HANNITY: All right, my only thing is they weren't the ones that caught it. It was on Breitbart.com and it happened some time ago. So it's interesting that it took the new media to expose this.
Read that, and you decide. It took the new media to “expose” this? No, it took right-wing media to distort this.
There were a number of comments that suggested I have a double standard for left-wing and right-wing propaganda. My favorite on this score was from a reader who adopted a friendly, long-suffering tone: “E.J., EJ., E.J. --- Your column is not left-wing propaganda, because, uh... because... because... it's only propaganda if it comes from a conservative source. Did I get that right?”
There was also this: “Oh, I get it. The sludge the far left is pumping into the political waters is okay but the right's sludge is not. Now that's the kind of balance that a liberal can get behind.”

The data.

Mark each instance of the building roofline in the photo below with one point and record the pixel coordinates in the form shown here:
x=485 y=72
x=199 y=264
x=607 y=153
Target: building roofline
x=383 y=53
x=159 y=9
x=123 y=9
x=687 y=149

Task set.
A: Using the excerpt on media commentary, say whether each statement agrees with it: (i) Hannity says the story appeared on Breitbart.com; (ii) the writer accepts that the new media exposed the story; (iii) the writer's favorite comment came from a reader who wrote in an angry tone. For each, answer yes or no and quote the words that decide it.
B: Rewrite the excerpt on media commentary from "HANNITY: All right, my" to "to distort this.", substituting "online press" for "new media".

Answer set.
A:
(i) Yes: "It was on Breitbart.com"
(ii) No: "No, it took right-wing media to distort this."
(iii) No: "adopted a friendly, long-suffering tone"

B:
HANNITY: All right, my only thing is they weren't the ones that caught it. It was on Breitbart.com and it happened some time ago. So it's interesting that it took the online press to expose this.
Read that, and you decide. It took the online press to “expose” this? No, it took right-wing media to distort this.